*** Text shown ***
From the master of the bigger security picture, Bruce Schneier:
Last Thursday, Equifax reported a data breach that affects 143 million
US customers, about 44% of the population. It's an extremely serious
breach; hackers got access to full names, Social Security numbers, birth
dates, addresses, driver's license numbers -- exactly the sort of
information criminals can use to impersonate victims to banks, credit
card companies, insurance companies, and other businesses vulnerable to
fraud.
Many sites posted guides to protecting yourself now that it's happened.
But if you want to prevent this kind of thing from happening again, your
only solution is government regulation (as unlikely as that may be at
the moment).
The market can't fix this. Markets work because buyers choose between
sellers, and sellers compete for buyers.
In case you didn't notice,
you're not Equifax's customer. You're its product.
This happened because your personal information is valuable, and Equifax
is in the business of selling it. The company is much more than a credit
reporting agency. It's a data broker. It collects information about all
of us, analyzes it all, and then sells those insights.
Its customers are people and organizations who want to buy information:
banks looking to lend you money, landlords deciding whether to rent you
an apartment, employers deciding whether to hire you, companies trying
to figure out whether you'd be a profitable customer -- everyone who
wants to sell you something, even governments.
It's not just Equifax. It might be one of the biggest, but
there are
2,500 to 4,000 other data brokers that are collecting, storing, and
selling information about you -- almost all of them companies you've
never heard of and have no business relationship with.
Surveillance capitalism fuels the Internet, and sometimes it seems that
everyone is spying on you. You're secretly tracked on pretty much every
commercial website you visit.
Facebook is the largest surveillance
organization mankind has created; collecting data on you is its business
model. I don't have a Facebook account, but Facebook still keeps a
surprisingly complete dossier on me and my associations -- just in case
I ever decide to join.
I also don't have a Gmail account, because I don't want Google storing
my e-mail. But my guess is that it has about half of my e-mail anyway,
because so many people I correspond with have accounts. I can't even
avoid it by choosing not to write to gmail.com addresses, because I have
no way of knowing if
newperson@company.com is hosted at Gmail.
And again, many companies that track us do so in secret, without our
knowledge and consent. And most of the time we can't opt out. Sometimes
it's a company like Equifax that doesn't answer to us in any way.
Sometimes it's a company like Facebook, which is effectively a monopoly
because of its sheer size. And sometimes it's our cell phone provider.
All of them have decided to track us and not compete by offering
consumers privacy. Sure, you can tell people not to have an e-mail
account or cell phone, but that's not a realistic option for most people
living in 21st-century America.
*** End of Text shown ***
*** Input data ***
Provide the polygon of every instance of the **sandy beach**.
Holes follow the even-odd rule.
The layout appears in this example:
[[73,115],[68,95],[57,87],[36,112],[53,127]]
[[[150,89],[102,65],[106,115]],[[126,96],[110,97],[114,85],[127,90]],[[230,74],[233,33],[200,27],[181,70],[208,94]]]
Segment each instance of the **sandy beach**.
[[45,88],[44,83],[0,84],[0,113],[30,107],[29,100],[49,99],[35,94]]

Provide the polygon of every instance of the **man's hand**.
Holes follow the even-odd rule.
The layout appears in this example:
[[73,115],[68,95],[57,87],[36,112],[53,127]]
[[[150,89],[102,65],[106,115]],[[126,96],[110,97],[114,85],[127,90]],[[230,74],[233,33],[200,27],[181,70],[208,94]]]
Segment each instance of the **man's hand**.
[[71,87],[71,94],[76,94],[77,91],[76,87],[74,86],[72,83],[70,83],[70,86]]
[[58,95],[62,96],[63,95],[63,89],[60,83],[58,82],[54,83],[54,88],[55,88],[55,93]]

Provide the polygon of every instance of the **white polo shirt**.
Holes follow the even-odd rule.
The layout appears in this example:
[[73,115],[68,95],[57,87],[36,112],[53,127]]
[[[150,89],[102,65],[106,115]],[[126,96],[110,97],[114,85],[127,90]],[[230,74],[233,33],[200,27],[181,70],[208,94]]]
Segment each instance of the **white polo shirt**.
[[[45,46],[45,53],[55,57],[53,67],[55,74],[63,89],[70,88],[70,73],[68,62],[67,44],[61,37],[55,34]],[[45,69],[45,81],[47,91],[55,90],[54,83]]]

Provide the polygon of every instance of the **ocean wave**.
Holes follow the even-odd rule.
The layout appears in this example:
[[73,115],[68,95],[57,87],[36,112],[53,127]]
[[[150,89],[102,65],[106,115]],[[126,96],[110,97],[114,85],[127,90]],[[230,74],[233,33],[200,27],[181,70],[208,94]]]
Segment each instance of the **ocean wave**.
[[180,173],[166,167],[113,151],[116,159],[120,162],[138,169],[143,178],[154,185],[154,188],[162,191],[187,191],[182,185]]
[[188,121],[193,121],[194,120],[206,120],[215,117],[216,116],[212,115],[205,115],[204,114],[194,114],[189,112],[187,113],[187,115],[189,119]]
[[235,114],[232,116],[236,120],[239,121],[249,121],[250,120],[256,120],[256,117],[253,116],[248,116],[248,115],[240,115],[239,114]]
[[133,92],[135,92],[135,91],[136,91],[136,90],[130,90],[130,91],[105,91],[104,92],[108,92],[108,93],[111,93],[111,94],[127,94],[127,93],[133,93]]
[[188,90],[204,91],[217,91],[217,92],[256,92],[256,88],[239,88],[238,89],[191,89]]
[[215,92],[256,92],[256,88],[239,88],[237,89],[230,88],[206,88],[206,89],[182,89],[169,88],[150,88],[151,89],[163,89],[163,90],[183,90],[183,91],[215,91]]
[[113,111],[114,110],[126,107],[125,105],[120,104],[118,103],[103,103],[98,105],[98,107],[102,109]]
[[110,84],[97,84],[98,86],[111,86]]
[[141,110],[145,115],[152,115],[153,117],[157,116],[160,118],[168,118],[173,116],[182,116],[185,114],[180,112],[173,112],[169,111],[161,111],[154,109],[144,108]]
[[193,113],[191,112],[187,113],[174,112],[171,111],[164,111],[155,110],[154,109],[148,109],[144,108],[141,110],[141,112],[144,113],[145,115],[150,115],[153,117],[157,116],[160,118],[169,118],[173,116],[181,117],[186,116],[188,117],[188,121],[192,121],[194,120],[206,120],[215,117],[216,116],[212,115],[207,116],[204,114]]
*** End of Input data ***
● **To do**
Please continue the Equifax breach essay, starting right after its final sentence.

● **Response below**
The companies that collect and sell our data don't need to keep it
secure in order to maintain their market share. They don't have to
answer to us, their products. They know it's more profitable to save
money on security and weather the occasional bout of bad press after a
data loss. Yes, we are the ones who suffer when criminals get our data,
or when our private information is exposed to the public, but ultimately
why should Equifax care?
Yes, it's a huge black eye for the company -- this week. Soon, another
company will have suffered a massive data breach and few will remember
Equifax's problem. Does anyone remember last year when Yahoo admitted
that it exposed personal information of a billion users in 2013 and
another half billion in 2014?
This market failure isn't unique to data security. There is little
improvement in safety and security in any industry until government
steps in. Think of food, pharmaceuticals, cars, airplanes, restaurants,
workplace conditions, and flame-retardant pajamas.
Market failures like this can only be solved through government
intervention. By regulating the security practices of companies that
store our data, and fining companies that fail to comply, governments
can raise the cost of insecurity high enough that security becomes a
cheaper alternative. They can do the same thing by giving individuals
affected by these breaches the ability to sue successfully, citing the
exposure of personal data itself as a harm.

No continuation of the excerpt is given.